Extrait fourni =>

━━━━━━━━━━━━━━━━

Daniel PatrickMoynihan Courthouse NY

Microsoft conteste l’ordonnance sur la divulgation d’un courriel stocké à l’étranger

Une cour américaine peut-elle émettre un mandat de perquisition pour l’étranger?

James C. Francis IV
James C. Francis IV

Aux États-Unis, les cours de justice ne sont pas habilitées à délivrer des mandats de perquisition dans d’autres pays.

Pourtant, le juge James C. Francis de la Cour de district des États-Unis pour le district sud de New York a décidé en avril (In re Matter of Warrant) que cette restriction ne s’appliquait pas aux mandats de perquisition de données.

Il statuait dans le cas de Microsoft, qui avait refusé de fournir des données d’un client, hébergées dans son centre de données de Dublin en Irlande, à une agence gouvernementale américaine. Il ordonnait à Microsoft de divulguer les courriels.

 

 Microsoft s’engage à protéger ses clients

Microsoft avait respecté ce mandat pour tous les renseignements hébergés aux États-Unis, mais une fois découvert que le compte de courriel était hébergé sur un serveur à Dublin, Irlande, n’avait pas donné d’informations supplémentaires et avait demandé au juge d’annuler le mandat, d’après la loi américaine sur les mandats de perquisition qui ne peuvent avoir lieu à l’étranger.

Brad Smith
Brad Smith

Le 4 décembre 2013, le directeur juridique de Microsoft, Brad Smith, avait affirmé dans un article de blogue, Protéger les données des clients de l’espionnage gouvernemental: *

Nous prendrons également de nouvelles mesures pour renforcer la protection juridique des données de nos clients. Par exemple, nous nous engageons à informer les clients d’entreprises et les clients gouvernementaux si nous recevons des ordres juridiques concernant leurs données.

Si une ordonnance de non-publication essaie de nous interdire de le faire, nous la contesterions devant le tribunal. Nous l’avons fait avec succès par le passé, et nous continuerons de le faire dans l’avenir pour préserver notre capacité à alerter les clients lorsque des gouvernements cherchent à obtenir leurs données. Et nous ferons valoir nos objections juridiques quand les gouvernements cherchent les données d’un client qui sont hébergées dans un pays tiers.

━━━━━━━━━━━━━━━━

Informations fournies =>
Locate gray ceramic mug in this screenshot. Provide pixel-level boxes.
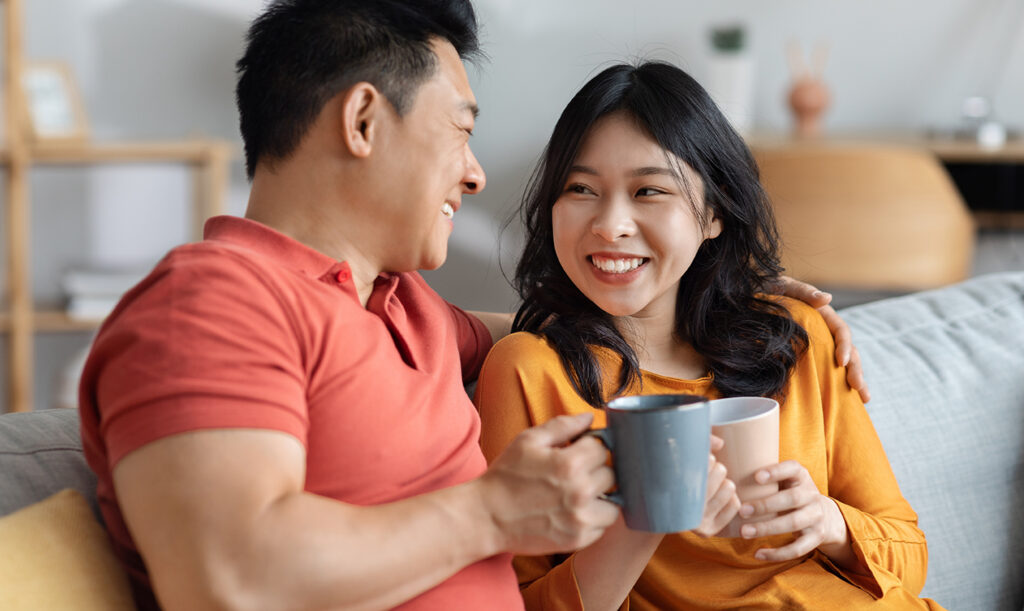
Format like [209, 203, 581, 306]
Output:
[590, 394, 711, 532]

━━━━━━━━━━━━━━━━

Poursuivez l'article sur le mandat de perquisition contesté par Microsoft à partir de sa dernière phrase. Le matériel ci-dessus provient d'une autre source que l'extrait.

Résultat de l'exercice =>
 

L’objection de Microsoft

Début juin, Microsoft conteste à nouveau cet ordre. La firme de Redmond, Washington, s’oppose à l’autorité des procureurs fédéraux. Elle affirme que ce mandat de perquisition n’est justifié ni par la loi, ni par la constitution. Ce serait la première fois qu’une entreprise conteste la validité d’un mandat de perquisition.

« Le Congrès n’a pas autorisé l’émission de mandats de perquisition dont l’objet est en dehors des États-Unis. Le gouvernement ne peut demander, et une Cour ne peut délivrer un mandat de perquisition permettant aux agents fédéraux de forcer la porte des locaux à Dublin. » Et

« Si l’ordonnance judiciaire de délivrer le courriel stocké à l’étranger était maintenue, elle violerait les lois et les traités internationaux, et appauvrirait la protection de la vie privée et des données personnelles de tous les citoyens du monde. »

Lors d’un discours à la conférence Personal Democracy Forum, qui s’est tenue du 5 au 6 juin à New York, Brad Smith comparait le mandat reçu aux « mandats généraux » émis par les Anglais du temps de la colonisation.

« Le mandat ordonne à Microsoft d’aller de bâtiment en bâtiment, et de pays en pays, dans tous les centres de traitement de données de Microsoft, pour rechercher, trouver et transmettre une information recherchée par le gouvernement.  En un sens, c’est le mandat de perquisition le plus vaste que l’on puisse littéralement imaginer au XXIe siècle.»

Le centre de traitement de données de Dublin a ouvert en 2010. Microsoft a plus de 100 centres similaires dans 40 pays. Depuis 1989, Microsoft a investi plus de 15 milliards de dollars dans ses infrastructures, utilisées notamment par son service Cloud Microsoft Azure, disponible dans 89 pays.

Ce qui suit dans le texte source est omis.